Data extracted from a collection
-=-=-=-=-

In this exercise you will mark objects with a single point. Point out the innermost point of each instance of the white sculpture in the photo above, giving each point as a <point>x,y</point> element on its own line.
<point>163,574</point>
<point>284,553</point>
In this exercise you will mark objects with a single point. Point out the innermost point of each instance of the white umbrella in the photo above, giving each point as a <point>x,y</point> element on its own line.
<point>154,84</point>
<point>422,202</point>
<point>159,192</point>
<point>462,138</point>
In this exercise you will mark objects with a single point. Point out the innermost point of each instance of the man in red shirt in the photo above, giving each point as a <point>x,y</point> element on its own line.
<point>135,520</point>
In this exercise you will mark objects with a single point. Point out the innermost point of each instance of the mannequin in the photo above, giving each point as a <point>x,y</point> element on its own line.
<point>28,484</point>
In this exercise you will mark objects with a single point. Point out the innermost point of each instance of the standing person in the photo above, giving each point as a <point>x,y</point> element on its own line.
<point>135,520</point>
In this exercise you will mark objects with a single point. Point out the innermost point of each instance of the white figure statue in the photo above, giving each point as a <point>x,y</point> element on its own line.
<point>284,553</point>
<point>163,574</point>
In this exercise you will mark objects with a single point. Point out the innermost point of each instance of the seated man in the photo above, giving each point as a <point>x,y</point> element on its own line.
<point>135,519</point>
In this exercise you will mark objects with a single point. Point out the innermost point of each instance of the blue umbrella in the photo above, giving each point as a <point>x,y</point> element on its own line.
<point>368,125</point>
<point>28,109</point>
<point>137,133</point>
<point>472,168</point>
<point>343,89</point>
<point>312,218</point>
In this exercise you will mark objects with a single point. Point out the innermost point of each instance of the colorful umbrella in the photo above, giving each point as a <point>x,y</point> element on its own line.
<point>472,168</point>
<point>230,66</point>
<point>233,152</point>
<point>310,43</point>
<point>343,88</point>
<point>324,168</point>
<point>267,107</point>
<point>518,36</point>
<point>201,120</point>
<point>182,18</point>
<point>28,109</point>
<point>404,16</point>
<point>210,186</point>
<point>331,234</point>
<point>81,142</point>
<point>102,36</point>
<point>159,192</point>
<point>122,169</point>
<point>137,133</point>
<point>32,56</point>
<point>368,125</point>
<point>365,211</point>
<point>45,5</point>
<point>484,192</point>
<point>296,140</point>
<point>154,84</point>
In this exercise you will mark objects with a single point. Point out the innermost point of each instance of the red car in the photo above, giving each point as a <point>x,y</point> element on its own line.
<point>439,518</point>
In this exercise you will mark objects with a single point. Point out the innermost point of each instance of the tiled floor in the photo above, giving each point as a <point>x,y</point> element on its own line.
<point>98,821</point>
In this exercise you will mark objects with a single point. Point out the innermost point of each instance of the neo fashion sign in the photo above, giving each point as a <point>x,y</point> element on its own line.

-=-=-=-=-

The entries above must be transcribed word for word.

In this exercise you will mark objects with a single point. Point out the innermost point of each instance of the white sculpture in the photo above, giving each point as a <point>x,y</point> element on its own line.
<point>163,574</point>
<point>284,553</point>
In this exercise you will mark objects with a single point. Point out the innermost point of each instance of the white umbrella in the photo above, giving each point as a <point>x,y</point> element on its own line.
<point>154,84</point>
<point>422,202</point>
<point>159,192</point>
<point>462,138</point>
In this exercise you will mark objects with a single point. Point out the innermost point of each instance of the man in red shirt in the photo above, giving each point as a <point>x,y</point> element on its own line.
<point>135,520</point>
In this exercise you will mark objects with a single point. Point out the innermost point of each instance of the mannequin in the photo above, giving each point as a <point>x,y</point> element on its own line.
<point>28,484</point>
In this exercise you will mark objects with a single point. Point out the innermost point of each instance of the standing person in the photo above, giving each point as a <point>x,y</point> element on its own line.
<point>135,520</point>
In this exercise you will mark objects with a single point. Point out the innermost point of each instance of the white figure statue in the photo above, giving each point as a <point>x,y</point> element on its own line.
<point>284,553</point>
<point>163,574</point>
In this exercise you will mark objects with a single point. Point out the innermost point of each instance of the seated man in the photo above, giving each point as a <point>x,y</point> element on its own line.
<point>135,519</point>
In this exercise you will mark objects with a single point. Point out the innermost point of each instance of the blue umbrella in the photo above, giving each point as a <point>x,y</point> element on its own line.
<point>368,125</point>
<point>28,109</point>
<point>137,133</point>
<point>472,168</point>
<point>343,89</point>
<point>312,218</point>
In this exercise you will mark objects with a single point. Point out the innermost point of each instance of the colorful umbrella in the photo above, giving each point as a <point>x,y</point> element on its own line.
<point>472,168</point>
<point>230,66</point>
<point>233,152</point>
<point>310,43</point>
<point>343,88</point>
<point>324,168</point>
<point>267,107</point>
<point>518,36</point>
<point>201,120</point>
<point>182,18</point>
<point>28,109</point>
<point>404,16</point>
<point>210,186</point>
<point>331,234</point>
<point>81,142</point>
<point>102,36</point>
<point>159,192</point>
<point>122,169</point>
<point>137,133</point>
<point>32,56</point>
<point>368,125</point>
<point>365,211</point>
<point>45,5</point>
<point>484,192</point>
<point>296,140</point>
<point>154,84</point>
In this exercise you will mark objects with a single point. Point out the innermost point of each instance of the red car in the photo above, giving each point as a <point>x,y</point> element on its own line.
<point>439,518</point>
In this exercise you will mark objects with a single point. Point out the innermost point of each instance of the tiled floor in the photo above, giving each point as a <point>x,y</point> element on its own line.
<point>98,821</point>
In this exercise you will mark objects with a single point. Point out the innermost point of each instance of the neo fashion sign in the photo above, giving each point as a <point>x,y</point> element on its own line.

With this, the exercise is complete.